>> begin STORED RECORDS
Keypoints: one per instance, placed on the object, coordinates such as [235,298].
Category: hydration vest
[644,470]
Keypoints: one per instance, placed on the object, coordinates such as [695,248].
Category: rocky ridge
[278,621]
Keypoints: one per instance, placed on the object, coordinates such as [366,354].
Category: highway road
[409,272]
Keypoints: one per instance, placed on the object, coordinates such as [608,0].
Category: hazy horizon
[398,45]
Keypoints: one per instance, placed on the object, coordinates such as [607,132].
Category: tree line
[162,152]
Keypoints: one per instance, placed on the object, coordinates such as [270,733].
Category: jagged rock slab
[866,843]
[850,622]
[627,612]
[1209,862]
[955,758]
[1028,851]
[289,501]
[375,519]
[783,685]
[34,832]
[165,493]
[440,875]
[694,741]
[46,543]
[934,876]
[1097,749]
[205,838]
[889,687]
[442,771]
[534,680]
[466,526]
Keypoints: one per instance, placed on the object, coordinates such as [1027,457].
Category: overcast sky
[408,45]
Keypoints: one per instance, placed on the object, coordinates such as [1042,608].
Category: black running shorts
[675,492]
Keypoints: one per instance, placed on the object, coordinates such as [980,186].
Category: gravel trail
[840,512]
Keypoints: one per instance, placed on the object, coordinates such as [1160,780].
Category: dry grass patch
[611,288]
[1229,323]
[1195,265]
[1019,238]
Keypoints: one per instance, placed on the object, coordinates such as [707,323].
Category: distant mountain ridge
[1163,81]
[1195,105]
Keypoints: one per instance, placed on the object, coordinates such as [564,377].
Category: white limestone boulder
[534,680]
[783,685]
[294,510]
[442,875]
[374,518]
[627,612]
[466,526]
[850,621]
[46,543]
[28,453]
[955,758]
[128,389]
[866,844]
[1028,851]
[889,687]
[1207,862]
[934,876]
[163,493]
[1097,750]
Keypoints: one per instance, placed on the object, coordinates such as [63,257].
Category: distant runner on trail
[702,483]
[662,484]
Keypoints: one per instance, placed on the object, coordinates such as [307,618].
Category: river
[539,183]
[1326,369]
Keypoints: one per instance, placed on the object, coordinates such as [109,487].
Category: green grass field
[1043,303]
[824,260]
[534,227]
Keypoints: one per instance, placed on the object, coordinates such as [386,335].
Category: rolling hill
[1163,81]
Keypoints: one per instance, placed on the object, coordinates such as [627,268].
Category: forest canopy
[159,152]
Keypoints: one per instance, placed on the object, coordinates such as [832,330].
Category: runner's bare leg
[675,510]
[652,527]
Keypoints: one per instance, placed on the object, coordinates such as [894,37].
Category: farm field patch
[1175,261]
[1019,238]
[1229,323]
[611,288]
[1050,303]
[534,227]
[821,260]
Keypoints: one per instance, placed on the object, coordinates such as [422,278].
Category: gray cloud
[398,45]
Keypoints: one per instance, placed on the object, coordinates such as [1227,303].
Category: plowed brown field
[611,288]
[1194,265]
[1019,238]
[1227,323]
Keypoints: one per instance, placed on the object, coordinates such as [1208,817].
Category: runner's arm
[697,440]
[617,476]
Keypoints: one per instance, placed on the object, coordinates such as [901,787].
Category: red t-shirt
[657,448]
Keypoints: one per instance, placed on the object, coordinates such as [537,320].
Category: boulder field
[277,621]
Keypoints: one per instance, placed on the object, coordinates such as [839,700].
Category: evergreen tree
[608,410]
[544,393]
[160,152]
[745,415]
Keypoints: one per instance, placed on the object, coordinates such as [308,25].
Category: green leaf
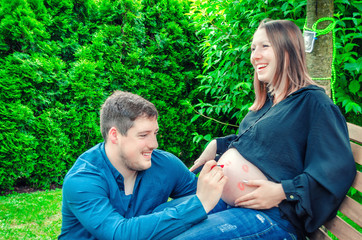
[354,86]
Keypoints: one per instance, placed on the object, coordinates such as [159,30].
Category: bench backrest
[350,208]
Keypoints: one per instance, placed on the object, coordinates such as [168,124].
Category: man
[113,188]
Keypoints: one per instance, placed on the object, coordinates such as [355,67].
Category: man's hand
[267,195]
[210,185]
[208,154]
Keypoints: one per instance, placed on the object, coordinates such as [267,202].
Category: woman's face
[262,56]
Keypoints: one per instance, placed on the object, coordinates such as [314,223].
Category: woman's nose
[153,143]
[256,54]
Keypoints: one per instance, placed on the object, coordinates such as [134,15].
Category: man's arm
[88,200]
>> end STORED RECORDS
STATED PROBLEM
Repeat, word for word, the lines from the one holding "such as [267,202]." through the end of the records, including both ends.

RESULT FOR THIS TASK
Keypoints: one per instance, placed on the object, coordinates such as [267,202].
Category: woman's face
[262,56]
Keypoints: one per instance, placed on the object, coordinates such as [314,223].
Category: woman's nose
[153,143]
[256,54]
Keypoints: one per instance, placed on the object, coordinates such as [134,15].
Category: man's arm
[88,200]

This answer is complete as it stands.